TAREFA OBRIGATÓRIA> No trecho sobre a independência das instâncias, identifique todos os autores citados com ano e página da obra, e informe esses dados de cada um.

TRECHO FORNECIDO>

Lenza (2022 p. 941) pactua da teoria de que a base surgiu ainda na antiguidade, por Aristóteles:

As primeiras bases teóricas para a “tripartição de Poderes” foram lançadas na Antiguidade grega por Aristóteles, em sua obra Política, em que o pensador vislumbrava a existência de três funções distintas exercidas pelo poder soberano, quais sejam, a função de editar normas gerais a serem observadas por todos, a de aplicar as referidas normas ao caso concreto (administrando) e a função de julgamento, dirimindo os conflitos oriundos da execução das normas gerais nos casos concretos.

Independentemente da evolução e contexto histórico, a independência dos poderes é consagrada pela Constituição Federal, dando origem à criação de leis autônomas que derivam de responsabilizações conjuntas.

Segundo Machado (2019, p. 266), a independência entre as instâncias pode ser compreendida como resultado de um duplo movimento no processo de diferenciação entre as esferas civis e penais no final do século XIX e início do século XX, sendo também justificada pela evolução do direito administrativo com incidência simultânea ao direito penal.

A independência entre as esferas do direito encontra respaldo normativo e se justifica com o surgimento de diversas leis que estabelecem responsabilizações independentes e conjuntas, sem qualquer comunicação entre as decisões ou proposituras das ações.

Desse modo, explica Furtado (2012, p. 827):

Dispõe o artigo 125, in fine, que as sanções penal, civil e administrativa são independentes entre si. Fixa a lei, portanto, que a regra de que a condenação ou a absolvição em uma instância não deve importar em absolvição ou em condenação nas outras instâncias. Fixa-se, ademais, a regra de que as sanções decorrentes das diferentes instâncias, ainda que relacionadas à prática de um só ato, podem ser acumuladas sem que isto caracterize dupla ou tripla punição. A regra, portanto, é a independências das instâncias. O art. 126 da Lei nº 8.112/90 dispõe, todavia, que ‘a responsabilidade administrativa do servidor será afastada no caso de absolvição criminal que negue a existência do fato ou sua autoria.

Exemplos dessas leis autônomas são o artigo 935 do código civil, que estipula que a responsabilidade civil é independente da criminal, não se podendo questionar mais sobre a existência do fato, ou sobre quem seja o seu autor, quando estas questões se acharem decididas no juízo criminal, e o já citado artigo 12 da lei de improbidade. De mais a mais, a matéria já foi pacificada pelo SFT7 em diversas oportunidades.

SEÇÃO DE DADOS>
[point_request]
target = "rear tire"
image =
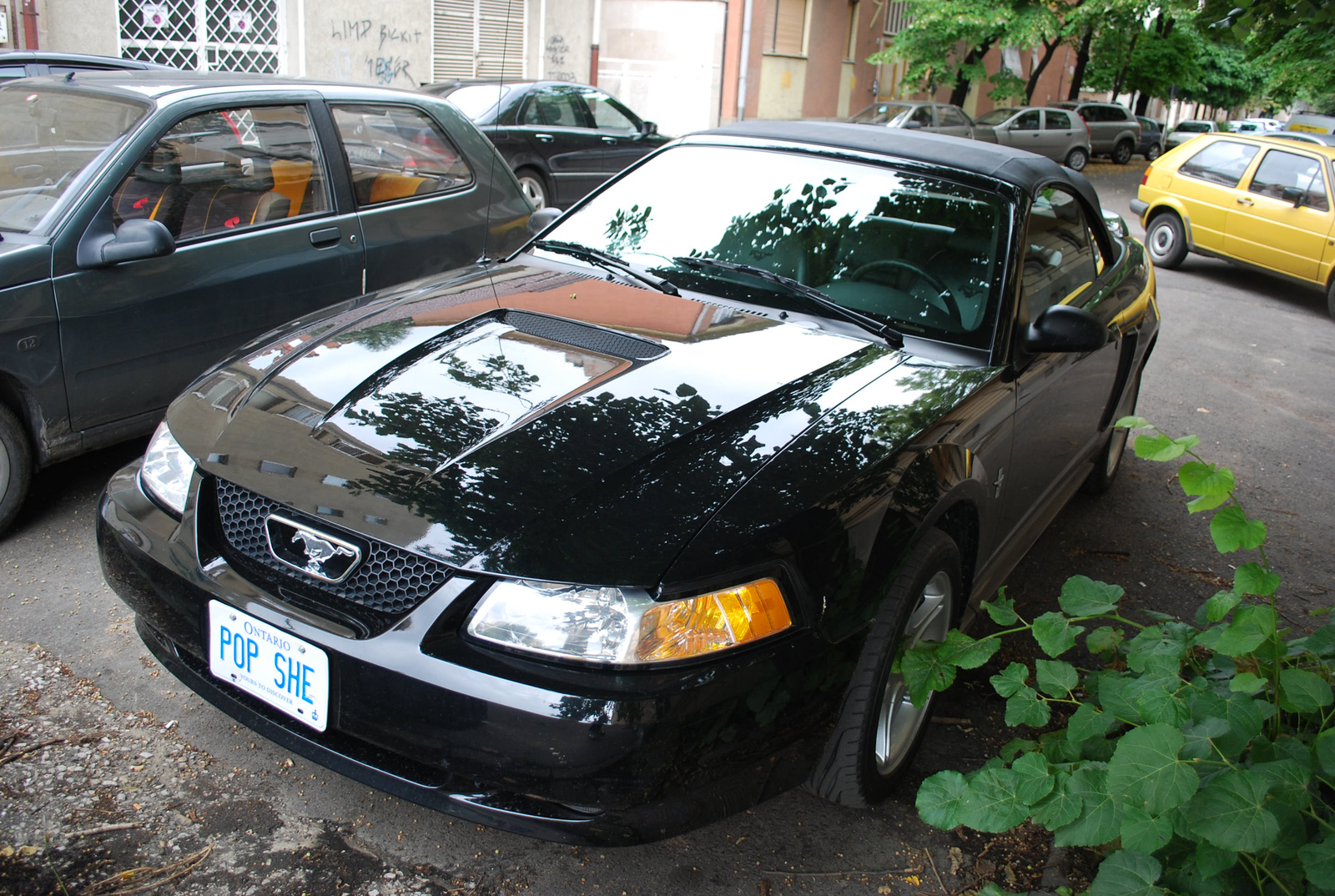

RESPOSTA DESENVOLVIDA>
- Lenza: 2022, p. 941
- Machado: 2019, p. 266
- Furtado: 2012, p. 827